▽

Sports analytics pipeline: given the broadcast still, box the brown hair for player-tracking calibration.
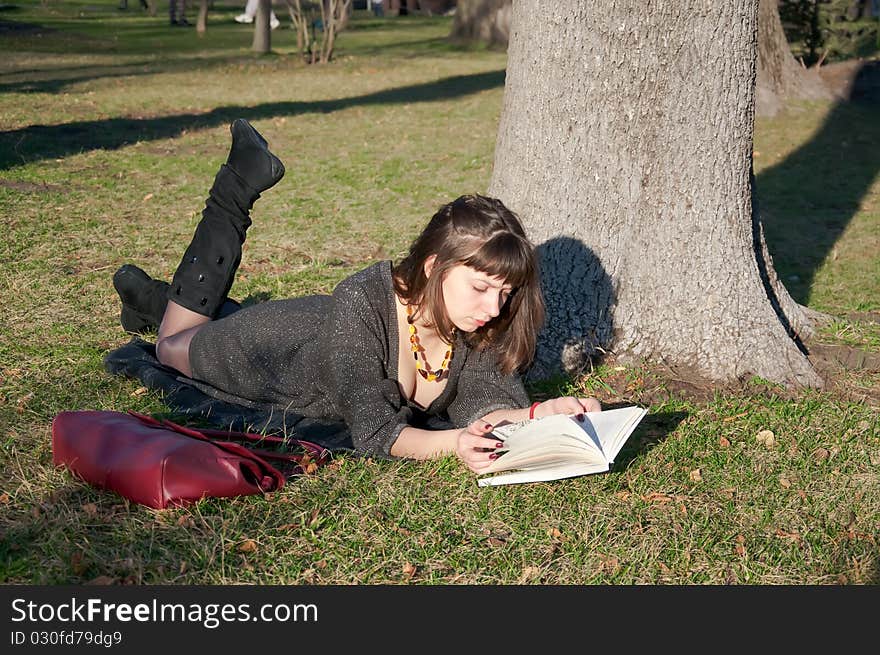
[392,194,544,374]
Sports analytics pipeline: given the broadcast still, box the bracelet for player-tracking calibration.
[529,401,541,420]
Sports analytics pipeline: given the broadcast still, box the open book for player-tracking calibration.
[477,405,648,487]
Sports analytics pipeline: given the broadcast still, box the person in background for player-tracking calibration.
[118,0,149,10]
[371,0,384,17]
[234,0,281,30]
[169,0,190,26]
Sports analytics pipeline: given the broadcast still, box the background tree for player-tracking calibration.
[757,0,830,115]
[449,0,510,47]
[196,0,209,34]
[253,0,273,53]
[489,0,823,387]
[283,0,352,62]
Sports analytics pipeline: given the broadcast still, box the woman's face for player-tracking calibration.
[437,264,512,333]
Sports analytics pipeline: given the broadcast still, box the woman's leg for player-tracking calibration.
[153,118,285,376]
[154,304,210,377]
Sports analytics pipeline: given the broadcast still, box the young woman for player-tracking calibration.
[113,119,601,473]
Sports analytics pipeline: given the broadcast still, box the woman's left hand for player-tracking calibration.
[534,396,601,418]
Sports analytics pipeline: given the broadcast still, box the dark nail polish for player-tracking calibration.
[484,424,493,430]
[496,442,504,448]
[489,453,499,460]
[576,414,584,421]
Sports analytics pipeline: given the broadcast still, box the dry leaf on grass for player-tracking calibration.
[755,429,776,447]
[131,387,148,397]
[812,447,830,461]
[81,503,98,516]
[71,551,87,575]
[238,539,257,553]
[689,468,702,482]
[16,393,34,413]
[779,475,792,488]
[486,537,505,547]
[599,554,620,574]
[517,566,542,584]
[85,575,116,586]
[718,436,731,447]
[402,562,417,579]
[0,493,9,504]
[775,529,801,543]
[547,527,563,540]
[643,492,672,503]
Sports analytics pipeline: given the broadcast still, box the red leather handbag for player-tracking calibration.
[52,410,328,509]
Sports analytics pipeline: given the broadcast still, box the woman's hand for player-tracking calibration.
[455,420,504,473]
[534,396,601,418]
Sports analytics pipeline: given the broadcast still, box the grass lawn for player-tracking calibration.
[0,1,878,585]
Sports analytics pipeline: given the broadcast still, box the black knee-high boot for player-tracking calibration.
[113,263,241,333]
[167,119,285,318]
[113,264,172,333]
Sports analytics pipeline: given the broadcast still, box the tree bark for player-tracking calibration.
[196,0,209,34]
[756,0,830,115]
[450,0,511,47]
[490,0,822,388]
[253,0,272,54]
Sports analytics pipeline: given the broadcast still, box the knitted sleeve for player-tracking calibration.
[444,346,529,427]
[324,272,411,458]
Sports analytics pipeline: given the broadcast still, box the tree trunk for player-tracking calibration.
[450,0,511,47]
[490,0,822,388]
[756,0,829,115]
[253,0,272,53]
[196,0,209,34]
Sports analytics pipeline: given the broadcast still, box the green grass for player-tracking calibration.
[0,1,878,585]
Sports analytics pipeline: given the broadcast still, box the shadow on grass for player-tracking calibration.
[613,408,688,471]
[755,60,880,307]
[0,55,254,94]
[0,69,505,170]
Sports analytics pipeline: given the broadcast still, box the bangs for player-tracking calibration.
[462,232,536,289]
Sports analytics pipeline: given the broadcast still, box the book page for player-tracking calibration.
[481,442,596,474]
[578,406,647,463]
[481,415,604,475]
[477,460,611,486]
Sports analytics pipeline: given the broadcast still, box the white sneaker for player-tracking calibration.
[234,13,253,24]
[270,15,280,30]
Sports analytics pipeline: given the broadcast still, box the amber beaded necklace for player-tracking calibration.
[406,304,454,382]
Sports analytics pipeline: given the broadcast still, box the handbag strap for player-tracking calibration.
[127,411,330,466]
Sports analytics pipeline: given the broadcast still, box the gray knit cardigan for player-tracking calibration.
[188,261,529,457]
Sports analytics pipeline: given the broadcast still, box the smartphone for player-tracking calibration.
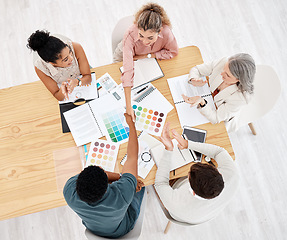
[182,126,207,162]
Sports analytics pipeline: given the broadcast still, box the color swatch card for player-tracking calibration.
[121,132,161,179]
[97,73,118,93]
[132,103,168,136]
[85,139,119,172]
[101,109,130,143]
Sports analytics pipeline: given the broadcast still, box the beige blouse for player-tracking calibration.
[33,34,80,85]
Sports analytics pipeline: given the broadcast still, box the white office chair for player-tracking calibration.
[111,15,134,55]
[236,65,281,135]
[152,185,196,234]
[85,189,147,240]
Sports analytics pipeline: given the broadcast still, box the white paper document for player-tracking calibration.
[64,94,129,146]
[167,74,216,127]
[150,139,196,171]
[120,58,164,89]
[59,72,98,104]
[121,132,161,179]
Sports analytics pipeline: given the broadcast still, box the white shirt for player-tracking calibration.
[154,141,239,224]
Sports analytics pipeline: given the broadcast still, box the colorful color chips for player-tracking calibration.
[101,109,129,143]
[85,139,119,172]
[132,104,168,136]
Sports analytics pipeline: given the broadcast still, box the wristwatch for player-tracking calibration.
[76,77,82,86]
[147,53,151,58]
[199,99,207,108]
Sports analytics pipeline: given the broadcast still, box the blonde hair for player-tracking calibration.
[134,2,171,32]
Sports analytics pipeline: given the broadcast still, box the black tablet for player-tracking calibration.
[182,126,207,162]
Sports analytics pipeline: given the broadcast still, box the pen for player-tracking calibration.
[178,146,187,161]
[136,85,148,94]
[182,134,197,161]
[84,144,88,161]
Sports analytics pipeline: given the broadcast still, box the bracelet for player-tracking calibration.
[76,77,82,86]
[199,99,207,108]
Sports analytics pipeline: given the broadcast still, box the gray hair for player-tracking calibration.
[228,53,256,94]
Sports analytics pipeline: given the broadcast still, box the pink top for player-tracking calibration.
[121,24,178,87]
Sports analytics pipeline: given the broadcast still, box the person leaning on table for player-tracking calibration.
[154,123,239,224]
[113,2,178,121]
[27,30,92,101]
[63,114,145,238]
[182,53,256,132]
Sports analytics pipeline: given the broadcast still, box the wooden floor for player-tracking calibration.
[1,0,287,239]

△

■ Work required ■
A faithful copy of all the data above, without its pictures, is the expected result.

■ Result of the exercise ■
Sports analytics pipeline: given the broadcast still, box the brown hair for player-tracking calibration.
[392,194,544,374]
Sports analytics pipeline: given the broadcast still, box the bracelet for player-tracking calibration.
[529,401,541,420]
Sports analytics pipeline: given the broadcast still, box the open book for player-tracking calibration.
[477,405,648,487]
Sports analytics pipeline: given the broadcast still, box the person in background for player-tracking calibration.
[118,0,149,10]
[371,0,384,17]
[234,0,281,30]
[169,0,190,26]
Sports analytics pipeline: given the broadcast still, box the background tree for player-tracking calibration.
[757,0,830,115]
[449,0,510,47]
[196,0,209,34]
[253,0,273,53]
[489,0,823,387]
[283,0,352,62]
Sports analytics pipeline: given the broadcast still, box the woman's face for player-tracking calibration.
[437,264,512,333]
Sports analytics pipeline: given the broadcast still, box the woman's leg for player-tracking calibration.
[153,118,285,376]
[154,304,210,377]
Sports analytics pipeline: given the broadcast still, box the young woman for player-tracking calibration.
[113,119,601,473]
Sports analytics pipeline: given the broadcast still, box the woman's left hand for player-tracking calibration.
[534,396,601,418]
Sports analytics pipeline: given the broadcast still, box the dark nail polish for player-tracking calibration.
[484,424,493,430]
[496,442,504,448]
[489,453,499,460]
[576,414,584,421]
Sports analytics pipeline: given the broadcast still, box the dry leaf on grass for player-tracking calibration.
[755,429,776,447]
[131,387,148,397]
[812,447,830,461]
[81,503,98,516]
[71,551,87,575]
[238,539,257,553]
[689,468,702,482]
[16,393,34,413]
[779,475,792,488]
[486,537,505,547]
[599,554,620,574]
[517,566,542,584]
[85,575,116,586]
[718,436,731,447]
[402,562,417,579]
[0,493,9,504]
[775,529,801,543]
[547,527,563,540]
[643,492,672,503]
Sports analytics pipeline: given the broadcast still, box the red leather handbag for player-tracking calibration.
[52,410,328,509]
Sports analytics pipeline: given the broadcast still, box the woman's hand for player-tracking calibration.
[455,420,504,473]
[534,396,601,418]
Sports analytics pipeline: given the broadcast still, box the grass lawn for player-tracking calibration.
[0,1,878,585]
Sports analytics pipeline: given the broadcast still, box the black knee-high boot for player-tracking calibration.
[113,263,241,333]
[167,119,285,318]
[113,264,172,333]
Sports analytics pipeline: given the broadcast still, box the tree bark for player-tracking calibration.
[196,0,209,34]
[756,0,830,115]
[450,0,511,47]
[490,0,822,388]
[253,0,272,54]
Sports analytics pipeline: given the broadcast still, box the knitted sleeve for player-tracking calibration.
[444,346,529,427]
[324,272,411,458]
Sports analytics pipeline: given the broadcast still, box the tree trunk for player-tracking calibration.
[450,0,511,47]
[490,0,822,388]
[756,0,829,115]
[253,0,272,53]
[196,0,209,34]
Sports analytics pipeline: given the broadcast still, box the green grass for player-tracking calibration.
[0,1,878,585]
Sports analytics pipeline: given the broadcast still, box the shadow on grass for player-tracking calibration.
[613,408,688,471]
[755,60,880,307]
[0,55,254,94]
[0,69,505,170]
Sports analytics pipeline: given the broadcast still, box the bangs for player-tracking calibration.
[462,232,536,289]
Sports analytics pipeline: given the broadcast still, box the book page for player-tracking calibration.
[481,442,596,474]
[578,406,647,463]
[481,415,604,475]
[477,460,611,486]
Sports analytics pipeline: given the broadcast still, box the white sneaker for player-tracking calibration.
[234,13,253,24]
[270,15,280,30]
Sports analytics pipeline: given the broadcast still, box the amber beaded necklace for player-tracking calibration.
[406,304,454,382]
Sports analytics pipeline: given the broadcast still, box the handbag strap for player-tracking calibration.
[127,411,330,466]
Sports analytics pipeline: given the broadcast still, box the gray knit cardigan for player-tracking calibration.
[188,261,529,457]
Sports analytics pipeline: given the broadcast still, box the smartphone for player-tracking calibration.
[182,126,207,162]
Sports analytics pipeline: given the broadcast still, box the color swatch card for player-tracking calibration.
[121,132,161,179]
[97,73,118,93]
[132,103,168,136]
[85,139,119,172]
[101,109,130,143]
Sports analytics pipeline: given the broadcast still, box the beige blouse for player-tracking calibration.
[33,34,80,85]
Sports analytics pipeline: given the broadcast still, box the white office chair for player-tracking calibration.
[111,15,134,55]
[236,65,281,135]
[152,185,196,234]
[85,189,147,240]
Sports analytics pipeline: given the broadcast still, box the white paper document for player-tracking calibration.
[64,94,129,146]
[167,74,216,127]
[150,139,196,171]
[120,58,164,89]
[59,72,98,104]
[121,132,161,179]
Sports analytics pipeline: given the broadcast still, box the white shirt for player-tracking calibration.
[154,141,239,224]
Sports analytics pipeline: given the broadcast still, box the colorful color chips for player-tracking calibration.
[101,109,129,143]
[85,139,119,172]
[132,104,168,136]
Sports analytics pipeline: given the broadcast still, box the wristwatch for player-tracking calibration.
[76,77,82,86]
[147,53,151,58]
[199,99,207,108]
Sports analytics pipeline: given the broadcast still, box the blonde hair for player-tracking calibration.
[134,2,171,32]
Sports analytics pipeline: given the broadcast still, box the black tablet for player-tracking calibration.
[182,126,207,162]
Sports analytics pipeline: given the broadcast still, box the pen for player-tracking calibration.
[178,146,187,161]
[136,85,148,94]
[182,134,197,161]
[84,144,88,161]
Sports analytics pipeline: given the broadcast still, box the bracelet for player-tracking calibration.
[76,77,82,86]
[199,99,207,108]
Sports analytics pipeline: given the broadcast still, box the gray hair for player-tracking calibration.
[228,53,256,94]
Sports analytics pipeline: given the broadcast still, box the pink top for player-tracking calibration.
[121,24,178,87]
Sports analytics pipeline: given the broadcast still, box the person leaning on table for player-tracking calibration.
[154,123,239,224]
[113,2,178,121]
[27,30,92,101]
[63,114,145,238]
[182,53,256,132]
Sports analytics pipeline: given the broadcast still, box the wooden floor for player-tracking calibration.
[1,0,287,239]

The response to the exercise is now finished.